** Document section follows **

Research in Brief
Many Indigenous leaders and land managers have expressed a desire to lead and participate in cultural burning that is authorised by the Traditional Owners of that Country, for protection of cultural and natural assets, fuel reduction, regeneration and management of significant flora and fauna habitat. This project will help to identify some practical measures that can enable Indigenous leadership in future cultural burning and land management in southern regions of Australia. Indigenous cultural burning leaders and practitioners will be asked what resources, capability and institutional pathways are needed to empower Traditional Owners and fire practitioners to be involved in fire management decisions and activities. The result will be recommendations on how to match Indigenous aspirations with fire management needs, both before and after major fire events.
Why is the research needed?

** End of Document section **
** Excerpted data follows **

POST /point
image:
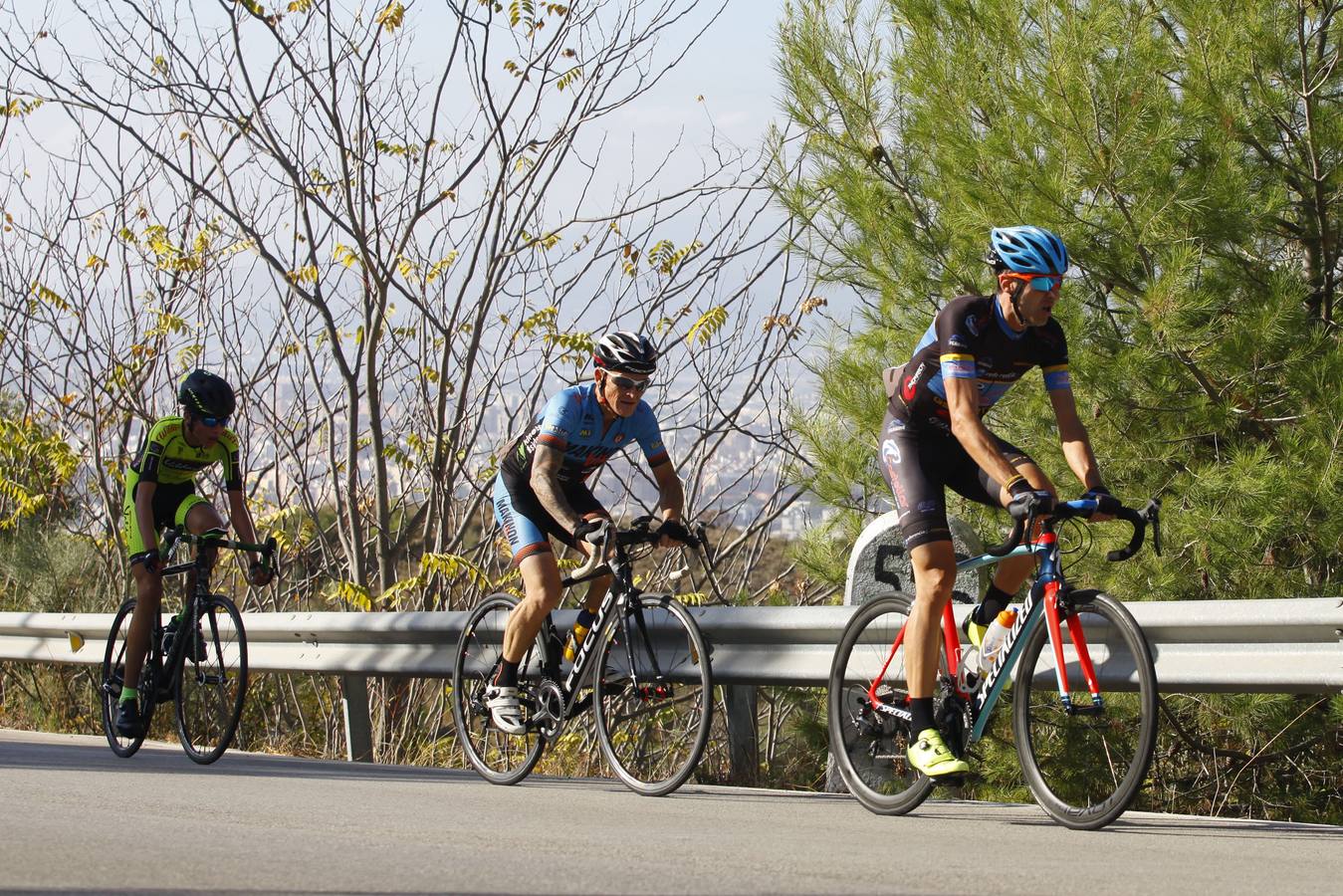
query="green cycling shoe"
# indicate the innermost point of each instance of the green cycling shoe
(931, 755)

** End of Excerpted data **

Task instructions =
- a) Using the research summary, answer each question:
(i) In which regions of Australia is the project meant to help enable Indigenous leadership in cultural burning and land management?
(ii) Who will be asked what resources, capability and institutional pathways are needed?
(iii) What result will the project produce?
- b) List every purpose of cultural burning that the research summary names.
- c) From the research summary, repeat the passage that begins at the words "Research in Brief" and stops after "major fire events.".
The data comes from a separate source and is not part of the research summary.

Answers by task =
- a)
(i) Southern regions of Australia.
(ii) Indigenous cultural burning leaders and practitioners.
(iii) Recommendations on how to match Indigenous aspirations with fire management needs, both before and after major fire events.

- b)
- Protection of cultural and natural assets
- Fuel reduction
- Regeneration
- Management of significant flora and fauna habitat

- c)
Research in Brief
Many Indigenous leaders and land managers have expressed a desire to lead and participate in cultural burning that is authorised by the Traditional Owners of that Country, for protection of cultural and natural assets, fuel reduction, regeneration and management of significant flora and fauna habitat. This project will help to identify some practical measures that can enable Indigenous leadership in future cultural burning and land management in southern regions of Australia. Indigenous cultural burning leaders and practitioners will be asked what resources, capability and institutional pathways are needed to empower Traditional Owners and fire practitioners to be involved in fire management decisions and activities. The result will be recommendations on how to match Indigenous aspirations with fire management needs, both before and after major fire events.